Provided records START

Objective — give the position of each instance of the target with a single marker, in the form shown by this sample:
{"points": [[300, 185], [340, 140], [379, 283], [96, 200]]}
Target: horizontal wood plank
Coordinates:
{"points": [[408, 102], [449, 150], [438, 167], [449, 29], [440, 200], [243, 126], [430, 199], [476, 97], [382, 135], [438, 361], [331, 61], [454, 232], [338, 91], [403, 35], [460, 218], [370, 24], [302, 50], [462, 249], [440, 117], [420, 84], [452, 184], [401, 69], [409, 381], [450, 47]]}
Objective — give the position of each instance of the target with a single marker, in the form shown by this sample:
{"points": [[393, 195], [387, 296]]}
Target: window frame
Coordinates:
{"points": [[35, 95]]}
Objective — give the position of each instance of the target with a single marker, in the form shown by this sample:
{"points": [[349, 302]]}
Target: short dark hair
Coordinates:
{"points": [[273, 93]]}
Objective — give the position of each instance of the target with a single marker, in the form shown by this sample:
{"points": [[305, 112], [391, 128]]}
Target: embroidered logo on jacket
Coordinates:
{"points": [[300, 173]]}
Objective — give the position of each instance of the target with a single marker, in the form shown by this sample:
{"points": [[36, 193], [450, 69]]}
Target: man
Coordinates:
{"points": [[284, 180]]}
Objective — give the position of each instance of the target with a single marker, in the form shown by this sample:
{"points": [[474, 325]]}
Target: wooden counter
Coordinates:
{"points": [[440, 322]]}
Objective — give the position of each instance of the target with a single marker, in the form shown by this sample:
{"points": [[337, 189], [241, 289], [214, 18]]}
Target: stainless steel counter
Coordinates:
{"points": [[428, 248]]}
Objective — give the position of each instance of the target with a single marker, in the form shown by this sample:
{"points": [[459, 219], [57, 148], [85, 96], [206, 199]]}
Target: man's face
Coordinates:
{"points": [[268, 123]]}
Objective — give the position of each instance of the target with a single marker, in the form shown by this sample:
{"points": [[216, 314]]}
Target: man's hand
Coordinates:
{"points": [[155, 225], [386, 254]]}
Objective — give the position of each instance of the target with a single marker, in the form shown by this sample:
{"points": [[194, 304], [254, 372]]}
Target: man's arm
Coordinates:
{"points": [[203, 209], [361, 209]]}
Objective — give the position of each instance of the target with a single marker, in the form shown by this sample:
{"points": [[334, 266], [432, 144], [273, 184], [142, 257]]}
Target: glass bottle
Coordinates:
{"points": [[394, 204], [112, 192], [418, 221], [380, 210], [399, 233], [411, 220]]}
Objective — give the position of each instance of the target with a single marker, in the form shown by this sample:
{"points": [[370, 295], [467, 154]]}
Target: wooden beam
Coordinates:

Provided records END

Problem to work on: Would you please transcribe the records above in full and exactly?

Solution to the problem:
Objective — give the position of each instance of the target with a single marker, in the form shown by this sample:
{"points": [[300, 185], [340, 140], [379, 283], [96, 200]]}
Target: horizontal wood plank
Coordinates:
{"points": [[408, 102], [449, 150], [438, 167], [449, 29], [440, 200], [243, 126], [430, 199], [476, 97], [382, 135], [438, 361], [331, 61], [454, 232], [338, 91], [403, 35], [460, 218], [370, 24], [302, 50], [462, 249], [440, 117], [420, 84], [452, 184], [401, 69], [409, 381], [450, 47]]}
Objective — give the position of each instance of the target with a single marker, in the form shown by this sample:
{"points": [[393, 195], [387, 296]]}
Target: window frame
Coordinates:
{"points": [[35, 95]]}
Objective — give the position of each instance of the target with a single marker, in the form shown by this sample:
{"points": [[349, 302]]}
Target: short dark hair
Coordinates:
{"points": [[273, 93]]}
Objective — give the position of each instance of the target with a single marker, in the form shown by this sample:
{"points": [[305, 112], [391, 128]]}
Target: embroidered logo on jacket
Coordinates:
{"points": [[300, 173]]}
Objective — give the position of each instance of the target with a single marker, in the form shown by this sample:
{"points": [[36, 193], [450, 69]]}
Target: man
Coordinates:
{"points": [[284, 180]]}
Objective — give the position of each instance of the target with a single marker, in the form shown by this sample:
{"points": [[474, 325]]}
Target: wooden counter
Coordinates:
{"points": [[440, 322]]}
Objective — give the position of each instance of the target with a single marker, in the form shown by this sample:
{"points": [[337, 189], [241, 289], [214, 18]]}
Target: stainless steel counter
Coordinates:
{"points": [[428, 248]]}
Objective — give the position of each instance of the target with a single marker, in the form shown by this sample:
{"points": [[459, 219], [57, 148], [85, 96], [206, 199]]}
Target: man's face
Coordinates:
{"points": [[268, 123]]}
Objective — give the position of each instance of the target with a single marker, in the form shown by this sample:
{"points": [[216, 314]]}
Target: man's hand
Coordinates:
{"points": [[155, 225], [386, 254]]}
Objective — give the position of each instance of the target with a single marker, in the form shown by this sample:
{"points": [[194, 304], [254, 372]]}
Target: man's arm
Coordinates:
{"points": [[203, 209], [361, 209]]}
Objective — give the position of each instance of the target with a single marker, in the form shown by this sample:
{"points": [[334, 266], [432, 144], [273, 184], [142, 257]]}
Target: glass bottle
Coordinates:
{"points": [[394, 204], [112, 192], [418, 221], [380, 210], [399, 233], [411, 220]]}
Objective — give the position of each instance of the target with a single marker, in the form shown by this sample:
{"points": [[370, 295], [467, 154]]}
Target: wooden beam
Coordinates:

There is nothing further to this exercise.